▸ **Aim of the task**:
Can you repeat every entry below with "shaped like" swapped for "formatted as" and nothing else changed?

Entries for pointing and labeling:
════════════════
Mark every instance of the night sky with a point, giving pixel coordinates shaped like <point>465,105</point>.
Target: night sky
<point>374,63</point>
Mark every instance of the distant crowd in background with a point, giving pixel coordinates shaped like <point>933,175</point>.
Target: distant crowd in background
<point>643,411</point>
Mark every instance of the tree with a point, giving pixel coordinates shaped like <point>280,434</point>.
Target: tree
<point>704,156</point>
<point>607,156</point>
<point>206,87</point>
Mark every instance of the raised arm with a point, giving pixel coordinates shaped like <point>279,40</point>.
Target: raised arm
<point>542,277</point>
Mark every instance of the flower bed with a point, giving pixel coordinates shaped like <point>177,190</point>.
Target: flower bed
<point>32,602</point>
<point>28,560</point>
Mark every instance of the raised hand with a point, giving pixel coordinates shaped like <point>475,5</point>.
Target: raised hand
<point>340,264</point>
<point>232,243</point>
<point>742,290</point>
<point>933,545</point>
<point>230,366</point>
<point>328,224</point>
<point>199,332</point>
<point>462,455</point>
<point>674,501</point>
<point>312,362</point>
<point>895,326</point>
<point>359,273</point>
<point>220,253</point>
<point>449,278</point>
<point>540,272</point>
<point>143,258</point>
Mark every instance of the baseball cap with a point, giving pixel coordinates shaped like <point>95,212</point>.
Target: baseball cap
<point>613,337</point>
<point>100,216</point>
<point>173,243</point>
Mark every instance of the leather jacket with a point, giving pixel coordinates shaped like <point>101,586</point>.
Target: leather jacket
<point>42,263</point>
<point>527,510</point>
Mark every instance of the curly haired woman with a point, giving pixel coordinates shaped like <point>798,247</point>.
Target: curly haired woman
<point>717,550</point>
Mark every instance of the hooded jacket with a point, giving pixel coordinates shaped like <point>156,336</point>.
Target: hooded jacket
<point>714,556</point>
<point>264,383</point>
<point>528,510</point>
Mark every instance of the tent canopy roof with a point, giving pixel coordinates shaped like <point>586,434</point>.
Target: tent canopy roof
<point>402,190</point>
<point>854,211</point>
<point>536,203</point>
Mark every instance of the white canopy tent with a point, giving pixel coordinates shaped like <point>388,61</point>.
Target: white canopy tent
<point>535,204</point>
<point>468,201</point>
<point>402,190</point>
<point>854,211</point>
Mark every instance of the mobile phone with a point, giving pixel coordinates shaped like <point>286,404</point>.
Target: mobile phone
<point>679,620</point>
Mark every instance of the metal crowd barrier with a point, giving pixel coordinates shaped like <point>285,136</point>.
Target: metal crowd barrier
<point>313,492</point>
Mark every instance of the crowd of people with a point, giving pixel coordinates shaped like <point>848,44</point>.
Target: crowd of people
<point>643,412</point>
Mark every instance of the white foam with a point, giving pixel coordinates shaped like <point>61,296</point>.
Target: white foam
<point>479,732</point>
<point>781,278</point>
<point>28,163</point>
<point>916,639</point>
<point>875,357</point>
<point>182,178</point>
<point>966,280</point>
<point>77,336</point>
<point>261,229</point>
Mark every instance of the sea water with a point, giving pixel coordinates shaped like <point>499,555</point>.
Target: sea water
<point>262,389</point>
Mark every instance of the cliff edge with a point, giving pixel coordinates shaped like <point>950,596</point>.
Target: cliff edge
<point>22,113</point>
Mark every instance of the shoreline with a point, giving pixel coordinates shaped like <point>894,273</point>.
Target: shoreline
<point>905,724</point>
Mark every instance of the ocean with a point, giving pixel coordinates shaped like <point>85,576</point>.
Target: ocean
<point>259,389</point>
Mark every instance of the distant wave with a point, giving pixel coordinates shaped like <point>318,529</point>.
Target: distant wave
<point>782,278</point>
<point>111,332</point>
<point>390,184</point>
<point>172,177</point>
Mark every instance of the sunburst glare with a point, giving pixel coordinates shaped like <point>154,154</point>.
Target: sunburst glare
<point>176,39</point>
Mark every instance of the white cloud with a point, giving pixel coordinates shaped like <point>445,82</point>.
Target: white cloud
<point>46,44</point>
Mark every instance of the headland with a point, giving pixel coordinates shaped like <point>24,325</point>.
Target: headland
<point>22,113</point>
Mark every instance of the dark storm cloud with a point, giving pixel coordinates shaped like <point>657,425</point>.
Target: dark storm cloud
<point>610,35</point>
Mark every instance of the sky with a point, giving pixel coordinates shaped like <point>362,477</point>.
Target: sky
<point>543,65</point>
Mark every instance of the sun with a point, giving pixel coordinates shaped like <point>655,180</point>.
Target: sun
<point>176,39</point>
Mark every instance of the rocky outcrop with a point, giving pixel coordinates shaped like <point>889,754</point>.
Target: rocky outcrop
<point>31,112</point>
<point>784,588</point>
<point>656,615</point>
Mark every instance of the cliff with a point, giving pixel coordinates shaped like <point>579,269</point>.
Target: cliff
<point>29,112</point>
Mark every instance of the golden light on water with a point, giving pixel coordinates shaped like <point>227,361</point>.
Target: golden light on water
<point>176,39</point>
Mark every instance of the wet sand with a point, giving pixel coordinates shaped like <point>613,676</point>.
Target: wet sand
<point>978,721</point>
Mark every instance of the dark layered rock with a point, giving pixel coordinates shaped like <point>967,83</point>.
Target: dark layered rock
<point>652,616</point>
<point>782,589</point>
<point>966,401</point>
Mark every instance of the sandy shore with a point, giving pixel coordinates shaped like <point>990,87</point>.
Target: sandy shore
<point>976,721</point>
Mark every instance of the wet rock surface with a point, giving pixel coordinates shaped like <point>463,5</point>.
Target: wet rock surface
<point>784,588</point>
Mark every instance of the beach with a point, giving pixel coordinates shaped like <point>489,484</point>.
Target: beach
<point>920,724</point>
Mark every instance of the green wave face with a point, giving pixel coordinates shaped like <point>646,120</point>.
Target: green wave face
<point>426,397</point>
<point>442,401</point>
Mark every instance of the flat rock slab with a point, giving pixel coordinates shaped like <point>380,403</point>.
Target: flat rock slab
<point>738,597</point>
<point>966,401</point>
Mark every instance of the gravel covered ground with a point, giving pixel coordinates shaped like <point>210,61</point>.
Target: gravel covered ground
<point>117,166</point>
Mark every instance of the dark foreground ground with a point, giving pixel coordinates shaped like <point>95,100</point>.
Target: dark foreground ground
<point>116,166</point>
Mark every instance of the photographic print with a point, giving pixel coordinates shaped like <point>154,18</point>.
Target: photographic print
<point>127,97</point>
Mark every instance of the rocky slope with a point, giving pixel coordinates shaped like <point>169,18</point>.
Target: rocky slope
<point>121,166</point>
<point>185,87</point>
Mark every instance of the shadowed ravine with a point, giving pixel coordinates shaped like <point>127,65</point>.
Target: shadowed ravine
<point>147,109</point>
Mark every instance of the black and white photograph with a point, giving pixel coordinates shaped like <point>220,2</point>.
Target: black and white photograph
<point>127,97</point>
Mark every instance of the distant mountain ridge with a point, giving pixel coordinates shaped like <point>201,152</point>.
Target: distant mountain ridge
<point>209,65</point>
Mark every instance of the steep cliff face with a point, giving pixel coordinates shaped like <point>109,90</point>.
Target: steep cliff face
════════════════
▸ **Result of this task**:
Mark every instance of the night sky with a point, giving pixel coordinates formatted as <point>465,105</point>.
Target: night sky
<point>374,63</point>
Mark every instance of the distant crowd in background with a point, giving pixel coordinates formatted as <point>933,175</point>.
Target: distant crowd in background
<point>643,411</point>
Mark every instance of the tree with a point, giving pixel coordinates formatted as <point>280,434</point>.
Target: tree
<point>704,156</point>
<point>607,156</point>
<point>206,87</point>
Mark every instance of the raised arm with a point, giving pixel coordinates formatted as <point>279,40</point>.
Target: raised arm
<point>542,277</point>
Mark every instance of the flower bed with a point, giving pixel coordinates formatted as <point>177,190</point>.
Target: flower bed
<point>32,602</point>
<point>28,560</point>
Mark every instance of the raised hand with a point, giving pixel coordinates formatted as <point>475,5</point>.
Target: raised hand
<point>340,264</point>
<point>232,243</point>
<point>742,290</point>
<point>933,545</point>
<point>230,366</point>
<point>328,224</point>
<point>199,332</point>
<point>462,455</point>
<point>674,501</point>
<point>312,362</point>
<point>895,326</point>
<point>359,273</point>
<point>220,253</point>
<point>449,278</point>
<point>540,272</point>
<point>143,258</point>
Mark every instance of the baseball cap with a point, giving pixel coordinates formatted as <point>95,212</point>.
Target: baseball cap
<point>613,337</point>
<point>100,216</point>
<point>173,243</point>
Mark every instance of the leather jacket with a point, giving pixel coordinates formatted as <point>101,586</point>.
Target: leather jacket
<point>42,263</point>
<point>527,510</point>
Mark every instance of the curly haired woman with a point, giving pixel coordinates formatted as <point>798,247</point>.
Target: curly haired woman
<point>717,550</point>
Mark every instance of the hooded jacket with a point, giving pixel coordinates formatted as <point>156,336</point>.
Target: hooded jacket
<point>714,556</point>
<point>264,383</point>
<point>528,510</point>
Mark every instance of the tent canopy roof with a point, giving pixel coordinates formatted as <point>586,434</point>.
Target: tent canopy roof
<point>402,190</point>
<point>854,211</point>
<point>536,203</point>
Mark every instance of the white canopy tent with a point, giving pixel coordinates formatted as <point>388,61</point>.
Target: white canopy tent
<point>535,204</point>
<point>468,201</point>
<point>402,190</point>
<point>854,211</point>
Mark every instance of the mobile phone with a point, giving pixel coordinates formatted as <point>286,404</point>.
Target: mobile phone
<point>679,620</point>
Mark every instance of the metal crowd barrier with a point, giving pixel coordinates formatted as <point>285,136</point>.
Target: metal crowd barrier
<point>313,492</point>
Mark every instance of the crowd of people with a point, giving pixel coordinates formatted as <point>848,44</point>.
Target: crowd of people
<point>643,412</point>
Mark every instance of the white foam with a point, giving pixel coordinates formatted as <point>61,296</point>.
Target: white foam
<point>479,732</point>
<point>781,278</point>
<point>28,163</point>
<point>916,639</point>
<point>875,357</point>
<point>182,178</point>
<point>966,280</point>
<point>77,336</point>
<point>261,229</point>
Mark every instance of the sea water with a point, giving pixel coordinates formatted as <point>499,555</point>.
Target: sea water
<point>262,389</point>
Mark every instance of the cliff edge with a point, giving pixel coordinates formatted as <point>950,596</point>.
Target: cliff edge
<point>22,113</point>
Mark every instance of the shoreline with a point, giving pixel coordinates formatted as <point>894,273</point>.
Target: shoreline
<point>905,724</point>
Mark every instance of the ocean with a point, giving pixel coordinates formatted as <point>85,576</point>.
Target: ocean
<point>259,389</point>
Mark every instance of the distant wave with a point, giving pixel coordinates formatted as <point>318,529</point>.
Target: distant wave
<point>782,278</point>
<point>111,332</point>
<point>390,184</point>
<point>172,177</point>
Mark every instance of the sunburst glare with a point, giving pixel coordinates formatted as <point>154,154</point>.
Target: sunburst glare
<point>176,39</point>
Mark every instance of the white cloud with a point, giving pixel coordinates formatted as <point>445,82</point>.
Target: white cloud
<point>46,44</point>
Mark every instance of the headland with a point, giving pixel coordinates formatted as <point>24,325</point>.
Target: headland
<point>22,113</point>
Mark every instance of the dark storm cloud with a point, giving pixel coordinates formatted as <point>657,425</point>.
Target: dark storm cloud
<point>610,35</point>
Mark every instance of the sky with a point, giving pixel coordinates formatted as <point>362,477</point>.
Target: sky
<point>543,65</point>
Mark every instance of the sun with a point, giving pixel coordinates formatted as <point>655,180</point>.
Target: sun
<point>176,39</point>
Mark every instance of the rocky outcrop with a point, giving pixel coordinates formatted as <point>889,754</point>.
Target: rocky outcrop
<point>31,112</point>
<point>784,588</point>
<point>656,615</point>
Mark every instance of the cliff with a point, giving pixel coordinates formatted as <point>579,269</point>.
Target: cliff
<point>29,112</point>
Mark every instance of the golden light on water with a point, giving pixel coordinates formatted as <point>227,361</point>.
Target: golden light on water
<point>176,39</point>
Mark every instance of the wet sand with a point, giving pixel coordinates formatted as <point>613,676</point>.
Target: wet sand
<point>978,721</point>
Mark every instance of the dark layered rock with a point, giving pixel coordinates formatted as <point>967,83</point>.
Target: dark layered rock
<point>652,616</point>
<point>782,589</point>
<point>966,401</point>
Mark every instance of the sandy shore with a point, giving pixel coordinates formatted as <point>990,87</point>.
Target: sandy shore
<point>976,721</point>
Mark every instance of the wet rock surface with a point, giving pixel coordinates formatted as <point>463,5</point>.
Target: wet rock surface
<point>784,588</point>
Mark every instance of the beach with a point, giving pixel coordinates formatted as <point>489,484</point>.
Target: beach
<point>920,724</point>
Mark every instance of the green wave face with a point, giving pixel coordinates formatted as <point>646,120</point>.
Target: green wave face
<point>426,397</point>
<point>442,401</point>
Mark every instance of the flat rock slab with a point, giving pixel coordinates formatted as <point>380,403</point>.
Target: flat rock slab
<point>738,597</point>
<point>966,401</point>
Mark every instance of the gravel covered ground with a point, giving pixel coordinates formatted as <point>210,61</point>.
Target: gravel covered ground
<point>117,166</point>
Mark every instance of the dark foreground ground with a point, giving pixel coordinates formatted as <point>95,100</point>.
Target: dark foreground ground
<point>116,166</point>
Mark every instance of the photographic print with a point, giving pixel coordinates formatted as <point>154,18</point>.
Target: photographic print
<point>127,97</point>
Mark every instance of the rocky slope with a point, giving pixel coordinates formatted as <point>169,18</point>.
Target: rocky slope
<point>121,166</point>
<point>185,87</point>
Mark every instance of the shadowed ravine with a point, giving pixel coordinates formatted as <point>127,65</point>.
Target: shadowed ravine
<point>147,109</point>
Mark every instance of the black and white photograph with a point, giving pixel coordinates formatted as <point>220,2</point>.
Target: black and white photograph
<point>127,97</point>
Mark every instance of the distant mountain ridge with a point, giving pixel coordinates formatted as <point>201,152</point>.
Target: distant mountain ridge
<point>209,65</point>
Mark every instance of the steep cliff face with a point, giving pixel coordinates formatted as <point>109,90</point>.
Target: steep cliff face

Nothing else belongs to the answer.